Source passage:
------------------------------------

Wednesday, March 10, 2021

The Public Is Ready for That Big Government Thing!

New polling from the Center for American Progress, guided by my colleague John Halpin, tells the story. From the Post story on the poll:
"A majority of Democrats, independents and Republicans — yes, Republicans! — say they want to increase spending by $1 trillion: on infrastructure such as bridges and roads; on a permanent policy of paid guaranteed sick leave for all workers; on paid family and medical leave for workers with a newborn child or who need to deal with an illness.
And when it comes to children, a majority of Americans support both an expansion of tax credits for families with young children and an expansion of the Earned Income Tax Credit. (Both of these are in the current aid package, but they sunset after a year.)
“People by and large, across partisan and most demographic lines, strongly support at least an essential role for the federal government in making sure people have access to basic housing, education, health care and food,” [said] John Halpin, a senior fellow at the Center for American Progress.
There is also an excellent report on the poll, from which I'd highlight the following important findings:
* A poverty framing of the pandemic’s impact drives a greater desire among voters for major changes, compared with a racial and ethnic framing.
The study employed a split-sample experiment to assess this same presentation of CDC data about disproportionate impacts through the lens of race and ethnicity. While half the sample described above received a question about the disproportionate impacts of the coronavirus on “those living in poverty,” the other half received a question about the disproportionate impacts on “Black Americans and Hispanics.”
In the racial framing sample, less than half of all voters—46 percent—say that Black Americans and Hispanics have been more affected than white Americans by the coronavirus, while 39 percent say that the impact has been the same across communities. When using the poverty framing of the pandemic, however, the margin is 55 percent to 29 percent.
Roughly the same percentage of Democrats report seeing disproportionate impacts for both those living in poverty and Black Americans and Hispanics, but independent and Republican ratings drop off significantly in the race and ethnicity framing sample. Forty-four percent of independents say that Black Americans and Hispanics have been more affected than whites by the pandemic, but only 28 percent of Republicans think similarly—far below their ratings using the poverty framing.
In turn, the choice of framing clearly affects voters’ desire for big changes versus a return to the status quo. Forty-six percent of voters overall in the poverty framing sample say that “we should make big changes that address historical economic inequities in health care, education, and the economy” after the pandemic passes, while 43 percent say that the federal government should “take steps to restore our health care, education, and economic systems to the way they were” before the pandemic. In contrast, among those voters who received the racial framing, the margin is 39 percent to 49 percent in favor of restoring things to pre-pandemic norms rather than making bigger changes.
Again, Democrats react essentially the same to either formulation, but independent voters in particular express far more willingness to make big changes when impacts are given a poverty lens rather than a racial one. Republicans are more in favor of the status quo in either formulation, but twice as many Republicans favor big changes when given a poverty lens.

------------------------------------

Supplied material:
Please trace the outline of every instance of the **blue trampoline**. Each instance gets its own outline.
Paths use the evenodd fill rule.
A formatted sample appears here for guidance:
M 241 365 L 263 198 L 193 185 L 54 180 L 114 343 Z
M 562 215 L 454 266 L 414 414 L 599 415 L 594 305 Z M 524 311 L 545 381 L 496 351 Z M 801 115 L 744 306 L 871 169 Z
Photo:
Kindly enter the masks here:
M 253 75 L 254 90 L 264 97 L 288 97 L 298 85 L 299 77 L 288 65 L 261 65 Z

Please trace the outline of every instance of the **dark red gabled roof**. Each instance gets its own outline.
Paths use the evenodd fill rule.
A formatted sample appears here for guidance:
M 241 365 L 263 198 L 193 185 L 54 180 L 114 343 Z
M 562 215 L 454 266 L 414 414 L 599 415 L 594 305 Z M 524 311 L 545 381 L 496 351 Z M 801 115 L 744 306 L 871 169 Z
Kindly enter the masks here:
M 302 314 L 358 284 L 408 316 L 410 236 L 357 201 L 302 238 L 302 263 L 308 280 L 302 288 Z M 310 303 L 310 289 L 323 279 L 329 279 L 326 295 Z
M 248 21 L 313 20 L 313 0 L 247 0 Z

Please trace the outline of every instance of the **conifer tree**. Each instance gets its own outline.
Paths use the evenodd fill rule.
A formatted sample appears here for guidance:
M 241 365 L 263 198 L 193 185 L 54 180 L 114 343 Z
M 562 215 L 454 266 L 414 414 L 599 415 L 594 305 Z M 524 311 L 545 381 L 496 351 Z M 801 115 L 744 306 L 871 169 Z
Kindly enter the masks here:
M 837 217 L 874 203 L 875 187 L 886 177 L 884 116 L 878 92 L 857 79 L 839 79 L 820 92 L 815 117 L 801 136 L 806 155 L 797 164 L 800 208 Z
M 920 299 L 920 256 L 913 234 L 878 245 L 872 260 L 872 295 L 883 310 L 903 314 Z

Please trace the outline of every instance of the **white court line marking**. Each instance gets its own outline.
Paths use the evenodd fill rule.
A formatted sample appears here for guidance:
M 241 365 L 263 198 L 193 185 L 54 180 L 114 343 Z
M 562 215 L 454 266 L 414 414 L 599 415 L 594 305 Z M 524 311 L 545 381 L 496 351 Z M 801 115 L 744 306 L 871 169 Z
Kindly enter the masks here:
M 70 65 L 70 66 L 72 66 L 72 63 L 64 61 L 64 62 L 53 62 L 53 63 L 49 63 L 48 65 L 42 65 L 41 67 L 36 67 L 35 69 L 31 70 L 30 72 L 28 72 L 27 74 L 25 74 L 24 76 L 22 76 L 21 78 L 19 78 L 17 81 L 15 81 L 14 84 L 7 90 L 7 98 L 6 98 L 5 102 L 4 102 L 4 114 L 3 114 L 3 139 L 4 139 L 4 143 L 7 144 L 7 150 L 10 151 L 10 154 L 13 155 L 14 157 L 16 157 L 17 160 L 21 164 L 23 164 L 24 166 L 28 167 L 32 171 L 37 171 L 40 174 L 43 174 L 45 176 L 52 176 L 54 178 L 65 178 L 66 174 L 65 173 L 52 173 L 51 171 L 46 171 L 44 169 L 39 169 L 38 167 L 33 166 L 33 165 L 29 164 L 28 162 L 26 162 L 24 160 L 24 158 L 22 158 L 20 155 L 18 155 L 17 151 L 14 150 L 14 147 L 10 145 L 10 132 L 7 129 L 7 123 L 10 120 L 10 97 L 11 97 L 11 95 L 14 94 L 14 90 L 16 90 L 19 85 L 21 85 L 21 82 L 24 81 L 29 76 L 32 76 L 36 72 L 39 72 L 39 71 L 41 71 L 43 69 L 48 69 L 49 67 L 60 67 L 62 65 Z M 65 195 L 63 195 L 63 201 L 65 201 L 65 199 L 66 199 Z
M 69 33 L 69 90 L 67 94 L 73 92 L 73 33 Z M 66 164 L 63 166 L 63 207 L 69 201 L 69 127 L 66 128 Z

------------------------------------

Work to be completed: Transcribe the stretch of the poll post from "And when it" through "and ethnic framing.". The records play no part in this exercise.

Response box:
And when it comes to children, a majority of Americans support both an expansion of tax credits for families with young children and an expansion of the Earned Income Tax Credit. (Both of these are in the current aid package, but they sunset after a year.)
“People by and large, across partisan and most demographic lines, strongly support at least an essential role for the federal government in making sure people have access to basic housing, education, health care and food,” [said] John Halpin, a senior fellow at the Center for American Progress.
There is also an excellent report on the poll, from which I'd highlight the following important findings:
* A poverty framing of the pandemic’s impact drives a greater desire among voters for major changes, compared with a racial and ethnic framing.